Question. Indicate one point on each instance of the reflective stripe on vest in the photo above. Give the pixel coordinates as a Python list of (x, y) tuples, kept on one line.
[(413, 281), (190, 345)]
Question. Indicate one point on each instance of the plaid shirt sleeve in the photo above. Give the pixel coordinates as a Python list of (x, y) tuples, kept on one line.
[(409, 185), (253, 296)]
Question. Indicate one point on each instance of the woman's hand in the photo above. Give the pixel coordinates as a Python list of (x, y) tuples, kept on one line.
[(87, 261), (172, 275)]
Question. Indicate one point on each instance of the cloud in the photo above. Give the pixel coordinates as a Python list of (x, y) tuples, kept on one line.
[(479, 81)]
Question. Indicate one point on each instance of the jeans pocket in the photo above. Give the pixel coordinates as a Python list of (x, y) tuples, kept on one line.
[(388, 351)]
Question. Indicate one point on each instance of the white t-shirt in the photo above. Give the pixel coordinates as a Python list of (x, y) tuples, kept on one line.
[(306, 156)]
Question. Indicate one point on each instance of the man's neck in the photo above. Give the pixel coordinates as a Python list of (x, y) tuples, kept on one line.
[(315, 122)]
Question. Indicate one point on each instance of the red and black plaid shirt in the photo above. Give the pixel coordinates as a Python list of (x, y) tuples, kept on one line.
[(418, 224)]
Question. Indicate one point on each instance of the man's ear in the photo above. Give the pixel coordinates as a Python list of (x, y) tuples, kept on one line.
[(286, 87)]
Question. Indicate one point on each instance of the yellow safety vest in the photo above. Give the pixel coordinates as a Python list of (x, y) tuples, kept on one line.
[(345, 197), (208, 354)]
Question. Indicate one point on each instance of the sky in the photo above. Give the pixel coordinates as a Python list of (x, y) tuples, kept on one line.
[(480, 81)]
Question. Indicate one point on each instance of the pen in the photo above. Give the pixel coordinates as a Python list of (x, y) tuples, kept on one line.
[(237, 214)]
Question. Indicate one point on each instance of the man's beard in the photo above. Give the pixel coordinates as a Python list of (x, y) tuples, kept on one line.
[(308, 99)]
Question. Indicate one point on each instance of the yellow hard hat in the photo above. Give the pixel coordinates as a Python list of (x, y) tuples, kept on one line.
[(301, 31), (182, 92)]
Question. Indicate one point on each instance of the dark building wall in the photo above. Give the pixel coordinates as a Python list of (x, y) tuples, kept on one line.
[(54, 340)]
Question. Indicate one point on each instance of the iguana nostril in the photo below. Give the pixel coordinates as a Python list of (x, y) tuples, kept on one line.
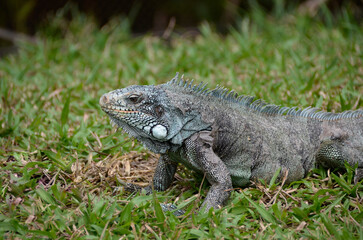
[(104, 99)]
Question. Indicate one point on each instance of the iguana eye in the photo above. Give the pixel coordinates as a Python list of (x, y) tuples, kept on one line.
[(134, 98), (159, 111)]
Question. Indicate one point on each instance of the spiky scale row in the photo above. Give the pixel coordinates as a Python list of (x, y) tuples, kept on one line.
[(259, 105)]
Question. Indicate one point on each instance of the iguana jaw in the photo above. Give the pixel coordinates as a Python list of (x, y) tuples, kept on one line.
[(131, 120)]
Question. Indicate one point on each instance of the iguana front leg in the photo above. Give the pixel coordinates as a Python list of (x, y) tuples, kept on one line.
[(163, 176), (199, 150)]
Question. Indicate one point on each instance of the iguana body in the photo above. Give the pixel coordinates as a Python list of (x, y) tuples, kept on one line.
[(232, 139)]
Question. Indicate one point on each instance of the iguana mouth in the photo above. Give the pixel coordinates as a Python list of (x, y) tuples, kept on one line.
[(110, 109)]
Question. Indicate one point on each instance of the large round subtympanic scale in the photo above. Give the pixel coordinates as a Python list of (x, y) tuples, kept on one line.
[(159, 131)]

------------------------------------------------------------------------

> [Short problem]: Turn all the entries above into a numbered list with no blank lines, and leave the pictures out.

> [Result for this exercise]:
1. Question. Indicate one point on each instance of the reflective stripe on vest in the photo above. Give the pixel coordinates as a Python list of (x, y) tuples, kept on one line.
2. [(413, 281), (190, 345)]
3. Question. Indicate one point on each instance of the plaid shirt sleeve in the photo above. Give the pixel coordinates as a Python list of (x, y) tuples, kept on one line.
4. [(409, 185), (253, 296)]
5. Question. Indicate one point on each instance of the woman's hand in the photo above. Give the pixel coordinates as a Python list of (x, y) tuples, kept on one line.
6. [(87, 261), (172, 275)]
7. Question. Indicate one point on each instance of the cloud in the photo above. Give the pixel coordinates as a Python list of (x, y) tuples, kept on one line.
8. [(479, 81)]
9. Question. Indicate one point on each instance of the jeans pocket in the photo above. Give the pixel coordinates as a Python list of (x, y) tuples, kept on one line.
10. [(388, 351)]
11. Question. Indicate one point on each instance of the white t-shirt in the photo above. Give the pixel coordinates as a Python list of (x, y) tuples, kept on one line.
12. [(306, 156)]
13. Question. Indicate one point on each instance of the man's neck in the photo above. Give the pixel coordinates as a Python list of (x, y) tuples, kept on one line.
14. [(315, 122)]
15. Question. Indicate one point on each instance of the red and black plaid shirt in the photo above. Give the pixel coordinates as a Python list of (x, y) tuples, kept on one line.
16. [(418, 224)]
17. Question. Indicate one point on each instance of the man's ear in the photo above. Give the pixel coordinates as a Python list of (x, y) tuples, kept on one line.
18. [(286, 87)]
19. Question. Indicate one point on each instance of the yellow safety vest in the photo above. Give the pixel coordinates as a Python list of (x, y) tuples, kept on one line.
20. [(345, 197), (208, 354)]
21. Question. Indicate one point on each instance of the sky in the photo above. Give the pixel coordinates as a Python list of (x, y) tuples, kept on one line.
22. [(480, 81)]
23. Question. Indicate one point on each instance of the pen in the photo above. Give the pixel coordinates as a Python list of (x, y) tuples, kept on one line.
24. [(237, 214)]
25. Question. Indicate one point on each instance of the man's beard in the photo above. Give the pixel coordinates as a Python list of (x, y) tuples, kept on one line.
26. [(308, 99)]
27. Question. Indicate one point on each instance of the yellow hard hat in the photo above. Give the pixel coordinates as a Python list of (x, y) tuples, kept on one line.
28. [(301, 31), (182, 92)]
29. Question. Indicate one point on each instance of the dark building wall in the photo above. Give the pixel coordinates as a Python list of (x, y) tuples, kept on one line.
30. [(54, 340)]
31. Question. Indicate one point on each instance of the iguana nostril in the photo below. Give the pixel coordinates as a Python list of (x, y) tuples, kept on one line.
32. [(104, 99)]
33. Question. Indicate one point on each instance of the iguana eye in the photo above. Give the pixel coordinates as a Python list of (x, y) tuples, kept on one line.
34. [(134, 98), (159, 111)]
35. Question. Indicate one point on each instance of the spiky scale row in the photo above. Give the pixel coordinates as a Python list of (x, y) tuples, kept on one line.
36. [(259, 105)]
37. Question. Indicate one point on each instance of the iguana jaw in the photo above. Give the pixel coordinates as a Python list of (x, y) tuples, kept on one line.
38. [(131, 120)]
39. Question. Indicate one point on each instance of the iguana front leg in the photo above. Give the pixel coordinates as a Python list of (x, y) tuples, kept on one line.
40. [(163, 176), (199, 150)]
41. Question. Indicate one point on each instance of the iguana body in the photo above. Give the pixel coordinates as a Python list of (x, y) tuples, kept on one line.
42. [(232, 139)]
43. Question. Indicate one point on each instance of the iguana mouth in the photo above. Give the pixel coordinates as a Python list of (x, y) tuples, kept on one line.
44. [(110, 109)]
45. Question. Indicate one point on each instance of the large round subtympanic scale in the photo above. Give the pixel coordinates as a Python list of (x, y) tuples, kept on one line.
46. [(159, 131)]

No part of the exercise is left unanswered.